▶ _Stated goal_:
Transcribe the lines below, from the line containing "Task: check that each instance of the blurred" through the line containing "[(531, 198)]", inclusive, copying each one exactly.

[Recorded data]
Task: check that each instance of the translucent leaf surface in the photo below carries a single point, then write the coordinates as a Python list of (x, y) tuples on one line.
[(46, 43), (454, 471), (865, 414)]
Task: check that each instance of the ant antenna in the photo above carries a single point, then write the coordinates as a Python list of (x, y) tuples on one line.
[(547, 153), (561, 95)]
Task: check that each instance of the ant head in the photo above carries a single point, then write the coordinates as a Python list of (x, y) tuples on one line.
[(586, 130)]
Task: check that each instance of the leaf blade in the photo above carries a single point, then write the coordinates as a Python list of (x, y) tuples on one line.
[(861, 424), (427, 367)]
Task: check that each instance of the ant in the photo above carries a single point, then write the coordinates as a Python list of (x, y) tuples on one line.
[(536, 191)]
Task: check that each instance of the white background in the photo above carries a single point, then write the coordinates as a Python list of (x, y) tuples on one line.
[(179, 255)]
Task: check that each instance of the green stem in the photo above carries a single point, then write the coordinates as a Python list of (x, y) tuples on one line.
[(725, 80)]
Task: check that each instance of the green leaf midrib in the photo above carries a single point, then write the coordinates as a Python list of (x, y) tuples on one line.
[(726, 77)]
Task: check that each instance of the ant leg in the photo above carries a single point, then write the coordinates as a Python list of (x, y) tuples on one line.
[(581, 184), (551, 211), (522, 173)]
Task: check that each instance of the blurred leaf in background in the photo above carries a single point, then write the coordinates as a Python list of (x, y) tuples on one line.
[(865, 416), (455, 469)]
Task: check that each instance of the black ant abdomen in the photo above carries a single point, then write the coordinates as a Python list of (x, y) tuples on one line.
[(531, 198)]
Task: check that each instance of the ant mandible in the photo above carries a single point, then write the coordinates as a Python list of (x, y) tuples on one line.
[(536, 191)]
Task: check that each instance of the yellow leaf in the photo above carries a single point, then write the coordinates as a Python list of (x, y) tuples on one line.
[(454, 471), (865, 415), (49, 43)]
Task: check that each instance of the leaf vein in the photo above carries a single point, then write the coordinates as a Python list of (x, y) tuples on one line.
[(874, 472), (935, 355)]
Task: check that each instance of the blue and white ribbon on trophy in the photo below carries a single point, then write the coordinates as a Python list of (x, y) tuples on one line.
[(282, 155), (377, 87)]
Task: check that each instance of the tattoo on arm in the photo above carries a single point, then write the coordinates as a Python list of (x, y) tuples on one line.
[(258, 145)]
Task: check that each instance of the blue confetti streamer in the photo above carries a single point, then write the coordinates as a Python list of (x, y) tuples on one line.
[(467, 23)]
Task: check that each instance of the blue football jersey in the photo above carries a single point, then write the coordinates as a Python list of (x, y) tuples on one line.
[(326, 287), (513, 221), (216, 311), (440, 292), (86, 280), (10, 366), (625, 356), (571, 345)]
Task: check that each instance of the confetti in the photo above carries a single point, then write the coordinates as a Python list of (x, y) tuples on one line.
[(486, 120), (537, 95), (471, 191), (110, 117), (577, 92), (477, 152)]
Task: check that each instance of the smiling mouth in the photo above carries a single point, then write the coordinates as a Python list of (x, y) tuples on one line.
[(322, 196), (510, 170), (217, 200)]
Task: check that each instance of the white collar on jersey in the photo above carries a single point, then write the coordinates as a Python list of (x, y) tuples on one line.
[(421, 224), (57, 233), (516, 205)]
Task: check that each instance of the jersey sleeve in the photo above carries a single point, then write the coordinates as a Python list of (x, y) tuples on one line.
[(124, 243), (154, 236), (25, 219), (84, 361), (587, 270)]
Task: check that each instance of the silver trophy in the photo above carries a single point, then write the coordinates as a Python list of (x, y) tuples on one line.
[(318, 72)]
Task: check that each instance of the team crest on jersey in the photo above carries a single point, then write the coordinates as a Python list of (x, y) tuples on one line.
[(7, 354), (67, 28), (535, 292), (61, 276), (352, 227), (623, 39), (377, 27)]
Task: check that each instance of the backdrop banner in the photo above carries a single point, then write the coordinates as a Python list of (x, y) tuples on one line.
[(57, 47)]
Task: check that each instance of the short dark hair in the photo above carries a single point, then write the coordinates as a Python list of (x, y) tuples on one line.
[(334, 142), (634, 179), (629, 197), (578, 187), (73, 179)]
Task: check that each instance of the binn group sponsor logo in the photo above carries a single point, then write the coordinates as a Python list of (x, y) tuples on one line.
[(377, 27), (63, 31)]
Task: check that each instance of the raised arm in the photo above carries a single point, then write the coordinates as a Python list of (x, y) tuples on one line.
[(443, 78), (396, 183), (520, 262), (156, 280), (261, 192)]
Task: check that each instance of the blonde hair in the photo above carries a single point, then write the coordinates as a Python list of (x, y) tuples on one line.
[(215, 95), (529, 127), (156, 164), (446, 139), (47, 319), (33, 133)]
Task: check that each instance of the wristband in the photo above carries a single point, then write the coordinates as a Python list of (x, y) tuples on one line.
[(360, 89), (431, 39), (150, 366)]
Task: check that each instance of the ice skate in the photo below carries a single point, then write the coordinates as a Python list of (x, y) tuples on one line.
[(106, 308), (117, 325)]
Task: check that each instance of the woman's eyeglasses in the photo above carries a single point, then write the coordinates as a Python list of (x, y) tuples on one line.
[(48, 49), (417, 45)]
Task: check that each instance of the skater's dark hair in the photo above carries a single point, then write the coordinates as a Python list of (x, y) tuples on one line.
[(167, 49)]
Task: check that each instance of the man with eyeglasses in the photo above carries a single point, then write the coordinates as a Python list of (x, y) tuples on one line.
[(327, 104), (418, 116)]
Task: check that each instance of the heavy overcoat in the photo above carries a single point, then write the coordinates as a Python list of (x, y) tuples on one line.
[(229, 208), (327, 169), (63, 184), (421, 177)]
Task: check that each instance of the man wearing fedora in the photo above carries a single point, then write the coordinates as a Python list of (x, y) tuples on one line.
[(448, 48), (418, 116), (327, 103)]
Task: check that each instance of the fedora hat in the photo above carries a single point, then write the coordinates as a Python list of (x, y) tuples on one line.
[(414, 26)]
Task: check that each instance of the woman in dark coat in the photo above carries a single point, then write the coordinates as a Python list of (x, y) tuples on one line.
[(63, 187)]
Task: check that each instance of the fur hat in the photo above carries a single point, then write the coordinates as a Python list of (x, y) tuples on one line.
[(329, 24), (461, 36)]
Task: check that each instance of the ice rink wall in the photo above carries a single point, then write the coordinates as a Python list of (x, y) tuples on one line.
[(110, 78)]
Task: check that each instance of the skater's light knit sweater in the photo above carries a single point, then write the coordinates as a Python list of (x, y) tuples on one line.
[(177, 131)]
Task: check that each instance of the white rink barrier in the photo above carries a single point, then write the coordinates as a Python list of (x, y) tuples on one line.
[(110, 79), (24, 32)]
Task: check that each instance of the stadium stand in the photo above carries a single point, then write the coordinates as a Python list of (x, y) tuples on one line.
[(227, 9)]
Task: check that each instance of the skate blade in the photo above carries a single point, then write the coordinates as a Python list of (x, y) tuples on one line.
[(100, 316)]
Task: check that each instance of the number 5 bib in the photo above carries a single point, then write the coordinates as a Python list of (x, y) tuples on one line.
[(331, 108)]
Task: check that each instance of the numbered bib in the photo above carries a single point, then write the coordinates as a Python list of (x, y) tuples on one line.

▶ _Result of this task_:
Task: check that each instance of the blurred leaf in background in the photo above carries a single point, then write the coordinates as a Python list of (x, y) tuples on one line.
[(865, 416), (455, 469)]
Task: check that each instance of the black ant abdomen in the photo above carries a single point, then write the coordinates as a Python list of (x, y) tuples on one line.
[(531, 198)]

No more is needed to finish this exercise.